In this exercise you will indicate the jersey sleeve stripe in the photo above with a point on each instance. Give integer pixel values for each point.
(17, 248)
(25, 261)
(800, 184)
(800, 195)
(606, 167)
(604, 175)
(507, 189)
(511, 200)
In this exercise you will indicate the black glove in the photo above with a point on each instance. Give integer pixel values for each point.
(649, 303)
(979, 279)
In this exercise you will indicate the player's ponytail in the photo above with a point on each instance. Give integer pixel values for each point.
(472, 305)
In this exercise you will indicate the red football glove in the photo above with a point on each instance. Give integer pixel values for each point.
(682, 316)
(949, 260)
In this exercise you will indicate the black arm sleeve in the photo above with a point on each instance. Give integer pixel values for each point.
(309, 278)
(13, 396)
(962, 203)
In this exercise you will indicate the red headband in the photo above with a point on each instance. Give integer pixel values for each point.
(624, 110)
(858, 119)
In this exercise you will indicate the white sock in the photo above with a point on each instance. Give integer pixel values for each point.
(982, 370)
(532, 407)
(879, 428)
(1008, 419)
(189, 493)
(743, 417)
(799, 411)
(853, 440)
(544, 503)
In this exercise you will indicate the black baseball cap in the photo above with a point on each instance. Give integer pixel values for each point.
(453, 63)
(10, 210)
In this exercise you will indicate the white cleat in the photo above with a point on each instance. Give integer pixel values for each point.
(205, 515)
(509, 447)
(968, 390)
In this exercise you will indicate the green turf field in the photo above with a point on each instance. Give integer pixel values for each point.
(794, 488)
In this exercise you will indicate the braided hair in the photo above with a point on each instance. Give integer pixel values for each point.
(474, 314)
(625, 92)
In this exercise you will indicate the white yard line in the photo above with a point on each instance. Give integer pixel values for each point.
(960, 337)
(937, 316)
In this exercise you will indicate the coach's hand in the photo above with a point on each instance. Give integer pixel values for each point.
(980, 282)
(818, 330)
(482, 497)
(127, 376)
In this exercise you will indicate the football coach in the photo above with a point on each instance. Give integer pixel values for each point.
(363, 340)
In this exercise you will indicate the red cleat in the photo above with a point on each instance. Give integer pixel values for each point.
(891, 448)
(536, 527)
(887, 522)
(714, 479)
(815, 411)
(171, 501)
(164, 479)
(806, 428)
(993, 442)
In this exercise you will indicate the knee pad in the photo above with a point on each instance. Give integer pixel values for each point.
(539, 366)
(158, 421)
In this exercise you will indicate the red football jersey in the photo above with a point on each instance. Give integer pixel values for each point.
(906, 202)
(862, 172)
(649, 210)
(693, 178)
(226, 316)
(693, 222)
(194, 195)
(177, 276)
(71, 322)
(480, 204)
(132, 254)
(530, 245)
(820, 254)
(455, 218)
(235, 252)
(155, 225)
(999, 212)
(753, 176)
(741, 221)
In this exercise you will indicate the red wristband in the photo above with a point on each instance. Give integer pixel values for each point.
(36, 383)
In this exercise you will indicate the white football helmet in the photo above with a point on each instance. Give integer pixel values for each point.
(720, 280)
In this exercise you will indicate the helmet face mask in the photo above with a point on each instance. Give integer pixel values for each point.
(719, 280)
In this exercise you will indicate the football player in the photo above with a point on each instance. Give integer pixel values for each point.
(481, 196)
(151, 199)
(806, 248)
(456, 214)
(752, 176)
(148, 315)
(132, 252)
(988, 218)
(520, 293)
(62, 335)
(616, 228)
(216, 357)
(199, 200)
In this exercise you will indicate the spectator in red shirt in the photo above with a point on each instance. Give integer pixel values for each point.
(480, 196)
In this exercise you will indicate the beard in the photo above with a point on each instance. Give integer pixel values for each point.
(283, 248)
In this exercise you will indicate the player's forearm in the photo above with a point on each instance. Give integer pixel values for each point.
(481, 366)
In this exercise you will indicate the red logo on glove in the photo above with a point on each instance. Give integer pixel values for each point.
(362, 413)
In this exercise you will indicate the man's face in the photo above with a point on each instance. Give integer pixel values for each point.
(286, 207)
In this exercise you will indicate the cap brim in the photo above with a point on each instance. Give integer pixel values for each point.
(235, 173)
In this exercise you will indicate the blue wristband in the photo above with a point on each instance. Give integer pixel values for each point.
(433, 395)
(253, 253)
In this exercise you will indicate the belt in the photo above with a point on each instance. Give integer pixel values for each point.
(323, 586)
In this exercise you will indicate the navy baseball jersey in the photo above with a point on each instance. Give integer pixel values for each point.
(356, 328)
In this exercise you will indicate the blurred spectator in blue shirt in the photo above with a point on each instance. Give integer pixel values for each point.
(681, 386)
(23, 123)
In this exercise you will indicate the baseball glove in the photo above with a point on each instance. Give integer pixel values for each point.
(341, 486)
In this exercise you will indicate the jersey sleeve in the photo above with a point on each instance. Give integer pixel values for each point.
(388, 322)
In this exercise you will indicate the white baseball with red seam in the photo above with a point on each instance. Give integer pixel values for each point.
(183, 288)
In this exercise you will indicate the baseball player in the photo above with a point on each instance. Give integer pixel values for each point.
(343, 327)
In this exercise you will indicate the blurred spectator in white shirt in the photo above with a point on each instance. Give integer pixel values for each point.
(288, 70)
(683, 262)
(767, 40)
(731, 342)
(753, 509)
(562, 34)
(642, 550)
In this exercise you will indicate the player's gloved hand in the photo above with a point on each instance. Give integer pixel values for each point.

◆ **Exercise goal**:
Exact copies of all the records are required.

◆ **Response below**:
In this exercise you will indicate the jersey sleeve stripe in the photo above with a point on each instance. Give integer pixel values for each point.
(17, 248)
(25, 261)
(800, 184)
(800, 195)
(606, 167)
(604, 175)
(507, 189)
(511, 200)
In this exercise you will indicate the black glove in the photo above with a point on each instance. Give integer pixel values for each point.
(649, 303)
(979, 279)
In this exercise you will indicate the player's ponytail in the photo above with a point on each instance. Give integer pixel values for each point.
(472, 305)
In this exercise you will indicate the red football glove in the photo above with a point on each instance. Give integer pixel values for each point.
(682, 316)
(949, 260)
In this exercise you will indicate the black arm sleeve in the photo above with a point on each instance. Give integer pixel values for each point.
(309, 278)
(13, 396)
(962, 203)
In this exercise you will indicate the red headband in the photo above with a point on each instance. Give integer pixel values for each point.
(624, 110)
(858, 119)
In this exercise you will indicate the white sock in the photo above with a point on each instance. Give integer pixel values for each point.
(982, 370)
(532, 407)
(879, 428)
(1008, 419)
(189, 493)
(743, 417)
(799, 411)
(853, 440)
(544, 503)
In this exercise you will indicate the black baseball cap in the photo above with a point on each instance. Give integer pixel values for each point.
(453, 63)
(10, 210)
In this exercise you will indicate the white cleat in the photo above with a point on each instance. Give integer pixel values for each point.
(205, 515)
(509, 447)
(968, 390)
In this exercise you will indicate the green turf field in the photo above with a point on each instance. Give integer pixel values for each point.
(794, 488)
In this exercise you will indicate the braided hair in the photo above with a point on each instance. Give integer pixel values for each point.
(474, 314)
(625, 92)
In this exercise you will indicate the white yard line in the photo above with a point on each instance. Give integer pixel values for each point.
(960, 337)
(937, 316)
In this exercise you will indicate the coach's hand in the photo above with a point on each instance. Give integer pixel values for each point.
(980, 282)
(818, 330)
(482, 497)
(127, 376)
In this exercise you will indicate the football coach in the photo above with a point on each instance. Give integer pixel values for each point.
(363, 340)
In this exercise you will indicate the red cleat in the photo above with a point on each instance. Give integer pixel values for each point.
(891, 448)
(536, 527)
(887, 522)
(714, 479)
(815, 411)
(171, 501)
(164, 479)
(806, 428)
(993, 442)
In this exercise you will indicate the knee pad in the photo above with a point on each instance. Give integer pixel values for each point.
(539, 366)
(158, 421)
In this exercise you will indicate the red football jersey in the photo above with a point on each instance. Give integer pixel values for each point.
(906, 202)
(862, 172)
(649, 210)
(693, 178)
(226, 316)
(693, 222)
(194, 195)
(177, 276)
(71, 322)
(480, 204)
(132, 254)
(530, 245)
(820, 254)
(455, 218)
(235, 252)
(155, 225)
(999, 212)
(753, 176)
(741, 221)
In this exercise you will indicate the red wristband in the photo above with a point on each instance. Give integer pixel values for each point.
(36, 383)
In this exercise you will indicate the white football helmet in the photo above with a point on each instance. Give integer pixel values for each point.
(720, 280)
In this exercise you will indicate the helmet face mask in the photo above with a point on each instance. Give integer pixel values for each point.
(719, 280)
In this exercise you will indicate the football player in the photo above with a point on each instance. Give integer pixel values for each point.
(481, 196)
(151, 199)
(806, 248)
(456, 214)
(752, 176)
(148, 315)
(132, 252)
(988, 218)
(520, 293)
(62, 335)
(616, 228)
(216, 357)
(199, 200)
In this exercise you will indicate the spectator in red shirt in the photo above with a point on each instance. Give integer pixel values for each point.
(480, 196)
In this exercise you will indicate the beard in the photo above with a point on each instance. Give integer pixel values for each point.
(283, 248)
In this exercise you will indicate the player's forearm in the photo above with a point on each instance. Give integer pixel values for each point.
(481, 366)
In this exercise you will indicate the red logo on glove in the photo above with a point on each instance. Give integer pixel values for each point.
(362, 413)
In this exercise you will indicate the man's face in the photo above with a point on each instance. Give integer pixel values for each point.
(286, 207)
In this exercise you will indicate the cap brim in the photo above with a point on each instance. Give integer pixel values for each point.
(235, 173)
In this exercise you will indicate the blue wristband in the photo above with a point on each instance. Give integer pixel values for each point.
(433, 395)
(253, 253)
In this exercise you will indicate the belt in the photo above with a point on each instance. Give integer pixel values for each point.
(323, 586)
In this exercise you will indicate the navy baseball jersey in the photo above with a point on each instance. Give integer pixel values for each point.
(356, 328)
In this exercise you will indicate the blurred spectator in blue shirt in the photo above with a point on each instance. Give integer pixel values for each point.
(681, 386)
(23, 123)
In this exercise you will indicate the baseball glove in the photo above with a point on each instance. Give integer pixel values for each point.
(341, 486)
In this exercise you will indicate the jersey sleeve in the photo above with a point on each instance. Give integer pixel values for each point.
(388, 322)
In this exercise you will indicate the white baseball with red seam in the photo above with a point on each instance. Give integer pixel values for each point.
(183, 288)
In this exercise you will indicate the baseball player in the photo above with a point on each instance. Give integer pixel values for each point.
(343, 327)
In this exercise you will indicate the blurred spectator in white shirt in the photo above with a point on each instance. Give integer pixel values for each point.
(288, 70)
(683, 262)
(767, 40)
(731, 342)
(753, 509)
(562, 34)
(642, 550)
In this exercise you will indicate the player's gloved hand in the photo above with a point on each instance. Give integer pixel values for each point.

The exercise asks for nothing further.